++++ Source data
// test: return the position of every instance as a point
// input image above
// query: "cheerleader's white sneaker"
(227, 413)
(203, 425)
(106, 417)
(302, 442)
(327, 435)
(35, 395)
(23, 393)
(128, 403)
++++++++
What you will do: Reproduce the records word for word.

Finished exercise:
// test: return the position of every instance as a point
// input image above
// query: "cheerleader's white sneaker"
(227, 413)
(203, 425)
(106, 417)
(302, 442)
(327, 435)
(35, 395)
(23, 393)
(128, 403)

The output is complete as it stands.